Dataset:
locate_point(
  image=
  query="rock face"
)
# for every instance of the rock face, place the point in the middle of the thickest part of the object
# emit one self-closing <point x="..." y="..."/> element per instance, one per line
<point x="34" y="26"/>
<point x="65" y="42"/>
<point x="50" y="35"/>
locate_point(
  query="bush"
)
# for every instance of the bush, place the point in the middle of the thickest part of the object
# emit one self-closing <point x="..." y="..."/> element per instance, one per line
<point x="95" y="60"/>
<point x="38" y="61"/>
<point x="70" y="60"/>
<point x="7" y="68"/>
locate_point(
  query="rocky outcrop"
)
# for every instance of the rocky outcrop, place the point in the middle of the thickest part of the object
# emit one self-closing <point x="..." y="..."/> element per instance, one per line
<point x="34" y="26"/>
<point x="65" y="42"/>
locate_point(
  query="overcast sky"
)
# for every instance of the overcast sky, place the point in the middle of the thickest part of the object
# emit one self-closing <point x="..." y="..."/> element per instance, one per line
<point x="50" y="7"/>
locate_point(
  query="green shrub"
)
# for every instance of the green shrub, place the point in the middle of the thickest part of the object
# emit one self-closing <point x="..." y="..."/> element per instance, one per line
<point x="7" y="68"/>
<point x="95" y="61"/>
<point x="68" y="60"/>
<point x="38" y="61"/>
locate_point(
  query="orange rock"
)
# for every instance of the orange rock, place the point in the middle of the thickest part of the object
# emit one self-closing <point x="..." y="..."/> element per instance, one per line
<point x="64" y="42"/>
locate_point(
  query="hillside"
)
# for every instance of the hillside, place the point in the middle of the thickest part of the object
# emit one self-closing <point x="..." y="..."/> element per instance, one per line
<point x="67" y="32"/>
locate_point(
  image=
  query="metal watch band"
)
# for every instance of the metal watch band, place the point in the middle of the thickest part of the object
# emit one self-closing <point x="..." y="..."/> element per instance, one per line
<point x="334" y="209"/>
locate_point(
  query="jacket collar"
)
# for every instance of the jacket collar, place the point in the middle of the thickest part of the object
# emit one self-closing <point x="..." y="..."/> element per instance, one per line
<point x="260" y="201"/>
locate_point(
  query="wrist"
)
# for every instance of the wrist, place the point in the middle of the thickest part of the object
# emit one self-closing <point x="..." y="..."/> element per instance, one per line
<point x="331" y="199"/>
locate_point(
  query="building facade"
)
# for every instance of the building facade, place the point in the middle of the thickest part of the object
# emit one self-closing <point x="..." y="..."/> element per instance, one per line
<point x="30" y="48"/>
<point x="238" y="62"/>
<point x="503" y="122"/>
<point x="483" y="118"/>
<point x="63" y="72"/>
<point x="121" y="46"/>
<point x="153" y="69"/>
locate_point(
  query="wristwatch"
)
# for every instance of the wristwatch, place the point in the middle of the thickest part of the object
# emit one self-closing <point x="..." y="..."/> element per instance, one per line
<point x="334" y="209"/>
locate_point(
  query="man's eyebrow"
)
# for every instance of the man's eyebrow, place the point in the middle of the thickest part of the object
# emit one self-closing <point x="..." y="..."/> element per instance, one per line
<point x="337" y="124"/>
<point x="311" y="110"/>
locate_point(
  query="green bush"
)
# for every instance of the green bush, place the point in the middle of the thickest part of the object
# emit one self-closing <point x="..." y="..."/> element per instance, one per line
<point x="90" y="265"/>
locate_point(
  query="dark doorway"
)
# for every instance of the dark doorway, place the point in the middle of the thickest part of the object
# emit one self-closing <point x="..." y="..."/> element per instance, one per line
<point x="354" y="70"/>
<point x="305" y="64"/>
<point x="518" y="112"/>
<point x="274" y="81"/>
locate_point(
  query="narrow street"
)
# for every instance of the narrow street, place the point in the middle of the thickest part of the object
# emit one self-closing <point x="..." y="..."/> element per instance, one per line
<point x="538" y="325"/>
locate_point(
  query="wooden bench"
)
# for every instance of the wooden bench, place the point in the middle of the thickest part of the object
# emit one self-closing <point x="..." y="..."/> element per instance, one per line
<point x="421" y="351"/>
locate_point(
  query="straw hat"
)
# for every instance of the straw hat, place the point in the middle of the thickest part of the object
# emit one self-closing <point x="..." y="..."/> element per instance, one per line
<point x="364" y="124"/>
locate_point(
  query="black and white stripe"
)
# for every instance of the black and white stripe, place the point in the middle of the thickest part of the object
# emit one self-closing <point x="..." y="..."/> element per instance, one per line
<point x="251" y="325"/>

Task prompt: Return exactly the leading lines of the listing, stopping after the line in which "# for every instance of the green shrub, place" occurs.

Task result:
locate_point(
  image=
  query="rock face"
)
# for every instance of the rock face, place the point in the middle of the thickest part of the object
# emit one self-closing <point x="..." y="..."/> element per instance, one per line
<point x="34" y="26"/>
<point x="65" y="42"/>
<point x="50" y="35"/>
locate_point(
  query="bush"
)
# for every instance of the bush, place the point in the middle of the thickest part of the object
# emit one self-closing <point x="..." y="..."/> element per instance, one per line
<point x="95" y="60"/>
<point x="38" y="61"/>
<point x="70" y="60"/>
<point x="7" y="68"/>
locate_point(
  query="rocky outcrop"
)
# for every instance of the rocky outcrop, place the point in the middle of the thickest part of the object
# emit one self-closing <point x="..." y="..."/> element per instance, one per line
<point x="34" y="26"/>
<point x="65" y="42"/>
locate_point(
  query="overcast sky"
)
# for every instance of the overcast sky, place the point in the middle of the thickest part of the object
# emit one self-closing <point x="..." y="..."/> element per instance, one per line
<point x="50" y="7"/>
locate_point(
  query="green shrub"
)
# for every instance of the green shrub, place the point in the middle of the thickest part of the object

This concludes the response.